_ACTIONS TO TAKE:_
1) Quote the custom extractor post, starting at the words "I have googled" and ending after "is using tika.".
2) In the custom extractor post, where does the writer want to index the output of the xpath extractions?

_TEXT BLOCK:_
-------------------------
You are viewing a plain text version of this content. The canonical link for it is here.

Posted to user@nutch.apache.org by Cam Bazz <ca...@gmail.com> on 2011/07/06 18:10:24 UTC

custom extractor

Hello,

Previously I have build a primitive crawler in java, extracting
certain information per html page using xpaths. then I discovered
nutch, and now I want to be able to extract certain elements in dom,
tru xpath, multiple xpaths per site.

I am crawling a number of web sites, lets say 16, and I would like to
be able to write multiple xpaths per site, and then index the output
of those extractions in solr, as a different field.

I have googled for a while, and I understand certain plugin can be
developed that will act as a custom html parser. I understand that
another path is using tika.
-------------------------
_DATASET ROWS:_
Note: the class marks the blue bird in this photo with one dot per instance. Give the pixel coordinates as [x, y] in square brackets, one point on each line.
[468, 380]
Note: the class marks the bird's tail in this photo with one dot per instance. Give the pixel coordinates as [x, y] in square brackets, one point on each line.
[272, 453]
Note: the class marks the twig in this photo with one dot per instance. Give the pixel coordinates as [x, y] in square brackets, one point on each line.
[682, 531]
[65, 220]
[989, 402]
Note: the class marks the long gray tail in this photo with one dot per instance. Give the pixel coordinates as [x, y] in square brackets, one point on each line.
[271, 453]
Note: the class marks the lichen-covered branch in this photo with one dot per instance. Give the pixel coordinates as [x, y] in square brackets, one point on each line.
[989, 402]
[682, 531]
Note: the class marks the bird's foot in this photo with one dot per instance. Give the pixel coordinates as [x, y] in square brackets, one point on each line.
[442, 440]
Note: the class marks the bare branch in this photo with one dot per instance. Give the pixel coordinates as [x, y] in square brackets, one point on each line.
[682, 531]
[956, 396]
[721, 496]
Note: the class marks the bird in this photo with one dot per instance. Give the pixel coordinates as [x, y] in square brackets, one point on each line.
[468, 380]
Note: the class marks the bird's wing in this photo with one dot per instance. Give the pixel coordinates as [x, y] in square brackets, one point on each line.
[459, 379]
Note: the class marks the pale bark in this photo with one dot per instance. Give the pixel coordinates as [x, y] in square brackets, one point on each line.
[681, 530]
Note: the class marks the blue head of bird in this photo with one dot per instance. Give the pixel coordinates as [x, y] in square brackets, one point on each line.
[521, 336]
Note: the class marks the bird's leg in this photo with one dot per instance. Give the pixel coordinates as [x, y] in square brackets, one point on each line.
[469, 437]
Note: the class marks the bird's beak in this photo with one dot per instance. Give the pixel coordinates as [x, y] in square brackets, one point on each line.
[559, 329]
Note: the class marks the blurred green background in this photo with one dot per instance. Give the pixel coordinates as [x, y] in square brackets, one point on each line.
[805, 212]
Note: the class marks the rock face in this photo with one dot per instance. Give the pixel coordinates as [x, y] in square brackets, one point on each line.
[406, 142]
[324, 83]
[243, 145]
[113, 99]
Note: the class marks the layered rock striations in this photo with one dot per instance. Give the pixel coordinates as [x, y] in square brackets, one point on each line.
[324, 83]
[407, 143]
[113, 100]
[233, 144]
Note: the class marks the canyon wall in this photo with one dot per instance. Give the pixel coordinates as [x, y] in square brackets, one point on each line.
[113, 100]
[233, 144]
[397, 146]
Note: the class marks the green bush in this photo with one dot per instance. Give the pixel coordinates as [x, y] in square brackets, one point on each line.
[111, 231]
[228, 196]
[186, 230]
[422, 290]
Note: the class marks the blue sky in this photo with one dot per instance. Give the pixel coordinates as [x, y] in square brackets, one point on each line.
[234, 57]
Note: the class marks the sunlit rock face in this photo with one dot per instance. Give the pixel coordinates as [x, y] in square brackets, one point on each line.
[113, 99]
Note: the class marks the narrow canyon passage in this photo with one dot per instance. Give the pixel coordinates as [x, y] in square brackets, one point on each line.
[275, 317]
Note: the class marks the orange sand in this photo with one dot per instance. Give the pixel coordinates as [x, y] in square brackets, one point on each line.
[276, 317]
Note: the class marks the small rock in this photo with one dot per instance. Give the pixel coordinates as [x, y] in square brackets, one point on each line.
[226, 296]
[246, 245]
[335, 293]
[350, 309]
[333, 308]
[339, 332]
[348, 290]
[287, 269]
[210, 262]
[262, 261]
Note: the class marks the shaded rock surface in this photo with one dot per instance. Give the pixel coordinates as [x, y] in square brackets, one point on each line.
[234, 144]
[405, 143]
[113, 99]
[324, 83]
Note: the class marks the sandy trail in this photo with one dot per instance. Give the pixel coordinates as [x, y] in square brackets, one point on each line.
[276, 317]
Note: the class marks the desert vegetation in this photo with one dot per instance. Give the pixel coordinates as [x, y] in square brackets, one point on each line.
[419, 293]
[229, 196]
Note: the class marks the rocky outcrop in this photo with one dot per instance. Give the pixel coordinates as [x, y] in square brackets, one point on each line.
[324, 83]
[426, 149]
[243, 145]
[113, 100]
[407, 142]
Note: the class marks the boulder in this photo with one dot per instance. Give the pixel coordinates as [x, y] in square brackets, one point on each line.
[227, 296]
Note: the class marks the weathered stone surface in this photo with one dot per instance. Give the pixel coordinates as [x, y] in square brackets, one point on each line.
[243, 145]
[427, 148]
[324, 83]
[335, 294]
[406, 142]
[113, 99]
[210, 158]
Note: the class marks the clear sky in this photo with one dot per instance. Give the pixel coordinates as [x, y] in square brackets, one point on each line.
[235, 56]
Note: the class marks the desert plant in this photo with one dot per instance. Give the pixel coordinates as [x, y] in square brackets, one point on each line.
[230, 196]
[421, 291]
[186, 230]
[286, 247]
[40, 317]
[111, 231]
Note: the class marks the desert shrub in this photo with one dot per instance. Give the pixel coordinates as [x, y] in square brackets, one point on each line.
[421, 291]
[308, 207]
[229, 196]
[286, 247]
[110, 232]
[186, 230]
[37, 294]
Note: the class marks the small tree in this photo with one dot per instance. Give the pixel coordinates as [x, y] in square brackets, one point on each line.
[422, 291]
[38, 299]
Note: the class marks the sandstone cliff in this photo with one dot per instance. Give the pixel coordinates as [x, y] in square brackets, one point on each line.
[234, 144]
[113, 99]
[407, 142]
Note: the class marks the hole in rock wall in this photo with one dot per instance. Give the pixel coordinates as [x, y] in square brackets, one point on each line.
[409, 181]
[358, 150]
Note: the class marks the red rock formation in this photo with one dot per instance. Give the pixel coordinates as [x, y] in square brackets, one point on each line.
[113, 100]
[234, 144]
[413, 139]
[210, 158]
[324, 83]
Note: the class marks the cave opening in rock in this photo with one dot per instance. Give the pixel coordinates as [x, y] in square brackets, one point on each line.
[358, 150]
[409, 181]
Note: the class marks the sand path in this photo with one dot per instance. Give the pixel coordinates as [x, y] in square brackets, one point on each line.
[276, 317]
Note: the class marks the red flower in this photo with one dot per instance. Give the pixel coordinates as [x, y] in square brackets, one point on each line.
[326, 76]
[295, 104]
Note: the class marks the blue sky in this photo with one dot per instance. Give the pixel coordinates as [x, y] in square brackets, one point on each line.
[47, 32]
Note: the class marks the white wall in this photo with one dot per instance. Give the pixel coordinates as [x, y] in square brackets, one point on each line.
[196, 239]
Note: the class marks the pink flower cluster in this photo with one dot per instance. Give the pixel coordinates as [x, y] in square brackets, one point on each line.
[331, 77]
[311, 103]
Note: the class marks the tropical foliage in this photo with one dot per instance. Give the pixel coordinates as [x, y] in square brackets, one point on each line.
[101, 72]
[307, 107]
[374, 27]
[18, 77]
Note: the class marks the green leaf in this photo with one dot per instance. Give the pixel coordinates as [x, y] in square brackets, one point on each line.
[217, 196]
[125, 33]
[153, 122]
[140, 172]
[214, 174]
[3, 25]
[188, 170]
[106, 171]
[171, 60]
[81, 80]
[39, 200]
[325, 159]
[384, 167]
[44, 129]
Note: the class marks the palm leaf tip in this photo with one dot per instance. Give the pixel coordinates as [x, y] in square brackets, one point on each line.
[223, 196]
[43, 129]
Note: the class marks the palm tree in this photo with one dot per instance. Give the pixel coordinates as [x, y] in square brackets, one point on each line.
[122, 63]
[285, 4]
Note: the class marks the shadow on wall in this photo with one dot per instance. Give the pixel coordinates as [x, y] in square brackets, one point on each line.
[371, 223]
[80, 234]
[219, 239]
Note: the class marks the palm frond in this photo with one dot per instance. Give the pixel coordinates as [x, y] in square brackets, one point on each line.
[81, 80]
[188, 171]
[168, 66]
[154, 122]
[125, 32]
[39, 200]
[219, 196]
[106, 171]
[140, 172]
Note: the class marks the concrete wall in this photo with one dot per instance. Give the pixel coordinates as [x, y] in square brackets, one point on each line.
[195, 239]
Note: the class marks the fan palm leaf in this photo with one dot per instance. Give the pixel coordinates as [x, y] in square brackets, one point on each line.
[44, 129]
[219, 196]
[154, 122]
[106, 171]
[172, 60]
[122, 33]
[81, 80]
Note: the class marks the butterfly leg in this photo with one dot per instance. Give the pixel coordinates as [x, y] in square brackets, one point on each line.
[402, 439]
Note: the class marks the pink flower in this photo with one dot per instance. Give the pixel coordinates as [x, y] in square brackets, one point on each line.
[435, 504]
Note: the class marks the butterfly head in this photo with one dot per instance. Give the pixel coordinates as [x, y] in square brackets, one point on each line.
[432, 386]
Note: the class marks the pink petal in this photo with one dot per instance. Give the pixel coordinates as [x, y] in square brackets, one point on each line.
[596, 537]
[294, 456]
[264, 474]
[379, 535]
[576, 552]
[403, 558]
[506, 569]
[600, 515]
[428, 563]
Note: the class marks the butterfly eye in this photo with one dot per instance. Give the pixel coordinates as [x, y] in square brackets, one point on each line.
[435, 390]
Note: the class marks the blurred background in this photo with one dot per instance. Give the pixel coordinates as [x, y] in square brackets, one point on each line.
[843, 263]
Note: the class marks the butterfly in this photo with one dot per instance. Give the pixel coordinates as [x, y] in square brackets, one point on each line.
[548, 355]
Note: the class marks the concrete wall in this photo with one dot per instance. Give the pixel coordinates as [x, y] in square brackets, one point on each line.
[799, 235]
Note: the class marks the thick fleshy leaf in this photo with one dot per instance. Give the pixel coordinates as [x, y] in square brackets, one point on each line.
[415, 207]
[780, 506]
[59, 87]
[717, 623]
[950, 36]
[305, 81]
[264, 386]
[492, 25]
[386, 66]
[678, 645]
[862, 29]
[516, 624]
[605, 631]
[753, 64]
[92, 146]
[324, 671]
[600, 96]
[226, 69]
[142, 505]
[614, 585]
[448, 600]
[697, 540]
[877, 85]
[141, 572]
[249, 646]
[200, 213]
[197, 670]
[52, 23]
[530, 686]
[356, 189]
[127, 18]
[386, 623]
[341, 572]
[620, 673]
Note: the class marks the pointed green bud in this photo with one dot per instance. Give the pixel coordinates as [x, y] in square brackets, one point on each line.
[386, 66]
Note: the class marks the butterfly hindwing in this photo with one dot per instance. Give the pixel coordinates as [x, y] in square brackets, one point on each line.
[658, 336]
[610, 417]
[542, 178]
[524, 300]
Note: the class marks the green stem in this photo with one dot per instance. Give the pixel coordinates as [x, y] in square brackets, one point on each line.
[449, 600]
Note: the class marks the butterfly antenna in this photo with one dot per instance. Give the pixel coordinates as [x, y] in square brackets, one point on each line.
-------------------------
_ANSWERS FOR THIS EXERCISE:_
1)
I have googled for a while, and I understand certain plugin can be
developed that will act as a custom html parser. I understand that
another path is using tika.

2) In Solr, as a different field.